*Goal:* Arrange every line of the listing below as a numbered list, leaving out any blank lines.

[Saved entries]
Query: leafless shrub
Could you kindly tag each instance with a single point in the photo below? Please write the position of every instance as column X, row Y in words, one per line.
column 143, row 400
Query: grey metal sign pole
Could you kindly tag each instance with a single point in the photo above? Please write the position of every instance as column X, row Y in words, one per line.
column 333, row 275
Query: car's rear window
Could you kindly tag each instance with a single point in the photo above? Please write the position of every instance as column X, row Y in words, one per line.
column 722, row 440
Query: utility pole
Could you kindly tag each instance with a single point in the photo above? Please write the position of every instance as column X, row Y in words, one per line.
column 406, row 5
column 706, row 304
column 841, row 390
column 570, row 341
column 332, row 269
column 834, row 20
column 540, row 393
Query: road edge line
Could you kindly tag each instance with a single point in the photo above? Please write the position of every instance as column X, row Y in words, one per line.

*Result below:*
1. Query: leafless shrub
2. Could you kindly tag each instance with a single point in the photo below? Please write the position of every instance as column X, row Y in words, one per line.
3. column 143, row 400
4. Query: grey metal sign pole
5. Could you kindly tag each instance with a single point in the photo above? Please write the position of every instance as column X, row Y in words, one per line.
6. column 333, row 275
7. Query: car's rear window
8. Could you kindly tag each instance with a single point in the photo above? Please write the position of every instance as column X, row Y in words, one per line.
9. column 722, row 440
10. Query: utility pole
11. Could you kindly tag each instance with a single point in the photo above? Please write the position of every instance as column X, row Y in words, one per line.
12. column 406, row 5
13. column 706, row 304
14. column 841, row 390
15. column 570, row 341
16. column 332, row 269
17. column 834, row 20
18. column 540, row 393
19. Query: road edge line
20. Could you kindly tag each instance with a single point in the photo above? Please write the position of every instance as column X, row Y in words, one per line.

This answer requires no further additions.